### SUPPLIED MATERIAL ###

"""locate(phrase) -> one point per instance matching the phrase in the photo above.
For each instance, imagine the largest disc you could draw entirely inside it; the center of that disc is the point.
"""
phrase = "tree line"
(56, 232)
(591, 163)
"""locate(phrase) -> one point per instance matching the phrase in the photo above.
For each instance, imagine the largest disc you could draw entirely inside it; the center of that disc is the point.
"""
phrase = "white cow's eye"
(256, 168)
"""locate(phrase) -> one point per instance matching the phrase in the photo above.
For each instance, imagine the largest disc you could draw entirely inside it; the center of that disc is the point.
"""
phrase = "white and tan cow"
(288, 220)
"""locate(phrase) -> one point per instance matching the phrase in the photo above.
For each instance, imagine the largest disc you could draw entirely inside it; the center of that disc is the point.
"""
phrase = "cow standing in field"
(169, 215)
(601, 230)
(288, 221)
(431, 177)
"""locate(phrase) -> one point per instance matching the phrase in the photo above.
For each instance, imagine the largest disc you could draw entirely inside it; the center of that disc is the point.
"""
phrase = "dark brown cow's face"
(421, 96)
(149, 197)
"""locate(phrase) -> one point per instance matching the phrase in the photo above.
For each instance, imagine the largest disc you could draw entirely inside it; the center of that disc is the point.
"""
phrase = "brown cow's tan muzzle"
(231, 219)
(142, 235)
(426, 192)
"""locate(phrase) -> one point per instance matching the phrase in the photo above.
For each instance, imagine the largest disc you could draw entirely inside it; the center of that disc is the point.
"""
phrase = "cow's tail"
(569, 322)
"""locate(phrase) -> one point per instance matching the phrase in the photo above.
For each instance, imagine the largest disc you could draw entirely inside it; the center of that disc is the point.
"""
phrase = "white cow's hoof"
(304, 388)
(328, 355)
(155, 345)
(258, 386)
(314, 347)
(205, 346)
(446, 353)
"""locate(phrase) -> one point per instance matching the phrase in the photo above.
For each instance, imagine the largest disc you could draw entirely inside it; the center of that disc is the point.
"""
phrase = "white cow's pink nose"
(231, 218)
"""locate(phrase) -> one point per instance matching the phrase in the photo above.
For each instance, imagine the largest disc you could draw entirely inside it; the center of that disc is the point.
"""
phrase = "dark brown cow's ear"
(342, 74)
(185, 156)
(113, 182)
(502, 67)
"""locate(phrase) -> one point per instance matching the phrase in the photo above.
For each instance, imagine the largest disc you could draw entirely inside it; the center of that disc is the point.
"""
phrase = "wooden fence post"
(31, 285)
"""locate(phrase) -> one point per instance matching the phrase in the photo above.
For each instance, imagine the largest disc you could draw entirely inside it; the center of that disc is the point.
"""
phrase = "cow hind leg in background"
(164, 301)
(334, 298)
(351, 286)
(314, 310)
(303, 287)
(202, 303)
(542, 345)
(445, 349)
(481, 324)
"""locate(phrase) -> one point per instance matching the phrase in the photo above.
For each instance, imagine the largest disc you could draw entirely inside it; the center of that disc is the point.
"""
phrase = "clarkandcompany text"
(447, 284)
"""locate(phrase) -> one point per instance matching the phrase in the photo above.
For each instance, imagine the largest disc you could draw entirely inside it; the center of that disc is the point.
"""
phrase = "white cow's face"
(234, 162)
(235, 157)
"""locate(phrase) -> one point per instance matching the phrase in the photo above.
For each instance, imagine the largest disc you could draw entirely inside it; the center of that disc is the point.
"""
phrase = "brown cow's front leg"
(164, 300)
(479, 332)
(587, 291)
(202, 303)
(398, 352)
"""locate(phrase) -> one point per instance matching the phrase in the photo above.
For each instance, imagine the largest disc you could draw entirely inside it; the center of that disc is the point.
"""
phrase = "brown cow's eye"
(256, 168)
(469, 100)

###

TASK BRIEF » Set out the complete listing exactly as shown.

FINAL RESULT »
"""locate(phrase) -> one point per instance matching the phrase in the photo above.
For each instance, imagine the largest disc you could draw entirely inside it; the center of that disc is the point.
"""
phrase = "tree line"
(56, 232)
(591, 163)
"""locate(phrase) -> one point per instance matching the phrase in the photo above.
For each instance, imagine the largest disc you could draw entirely inside it; the center of that disc is the point.
"""
phrase = "white cow's eye"
(256, 168)
"""locate(phrase) -> one point per instance matching the phrase in the photo above.
For each instance, imagine the largest disc you could draw entirely inside it; the center of that disc is the point.
"""
phrase = "white and tan cow"
(288, 220)
"""locate(phrase) -> one point per instance matching the phrase in the photo above.
For each instance, imagine the largest disc you could draw entirely inside it; the center of that disc is the point.
"""
phrase = "cow standing in field"
(169, 215)
(601, 230)
(288, 221)
(431, 177)
"""locate(phrase) -> one point per instance matching the phrase in the photo above.
For each instance, imagine the largest disc you could draw entirely inside it; the center of that disc is the point.
"""
phrase = "dark brown cow's face"
(421, 96)
(149, 197)
"""locate(phrase) -> one point per instance matching the phrase in the photo above.
For each instance, imagine the largest disc you could draw entirely inside it; the center of that disc is the point.
"""
phrase = "brown cow's tan muzzle"
(231, 219)
(142, 235)
(426, 192)
"""locate(phrase) -> one point per instance matching the phrase in the photo above.
For each instance, imagine the largest disc you could draw entirely inside it; the center of that disc is the point.
"""
phrase = "cow's tail"
(569, 322)
"""locate(phrase) -> one point per instance matching the phrase in the photo above.
For each instance, imagine the largest disc you could draw entirely inside it; the center of that disc is the point.
"""
phrase = "white cow's hoof"
(304, 388)
(328, 355)
(155, 345)
(258, 386)
(314, 347)
(205, 346)
(446, 353)
"""locate(phrase) -> one point per instance matching the phrase in the photo above.
For each instance, imagine the largest disc you could draw entirely inside it; the center of that disc is the point.
"""
phrase = "white cow's pink nose"
(231, 218)
"""locate(phrase) -> one point per instance matching the phrase in the photo above.
For each instance, imagine the largest disc you could draw entirely inside it; the center of that disc is the point.
"""
phrase = "dark brown cow's ear"
(342, 74)
(185, 156)
(113, 182)
(502, 67)
"""locate(phrase) -> one point per instance matching the phrase in the photo above.
For each instance, imagine the largest disc you could draw entirely inside it; the center of that disc is the point.
"""
phrase = "wooden fence post"
(31, 285)
"""locate(phrase) -> one point per instance matching the phrase in the photo above.
For each instance, imagine the largest disc you could draw entirely inside it; the center of that disc is the point.
"""
phrase = "cow hind leg in background"
(164, 301)
(334, 298)
(351, 286)
(314, 310)
(303, 287)
(202, 303)
(542, 345)
(445, 349)
(481, 324)
"""locate(phrase) -> one point per instance matching the phrase in the photo above.
For each instance, imagine the largest disc you could draw entirely inside it; the center of that disc is the point.
"""
phrase = "clarkandcompany text"
(447, 284)
"""locate(phrase) -> one point per instance matching the phrase in the photo above.
For each instance, imagine the largest disc you could draw entirely inside it; the center of that disc is the point.
"""
phrase = "white cow's face"
(234, 162)
(235, 157)
"""locate(phrase) -> one point per instance matching the phrase in the photo above.
For each instance, imagine the largest disc you could draw entirely inside it; the center of that disc is the point.
"""
phrase = "brown cow's front leg"
(164, 300)
(479, 332)
(587, 291)
(202, 303)
(398, 352)
"""locate(phrase) -> one point per instance matching the phrase in the photo above.
For each instance, imagine the largest disc you could draw entirely inside it; the center of that disc is the point.
"""
phrase = "brown cow's eye"
(256, 168)
(469, 100)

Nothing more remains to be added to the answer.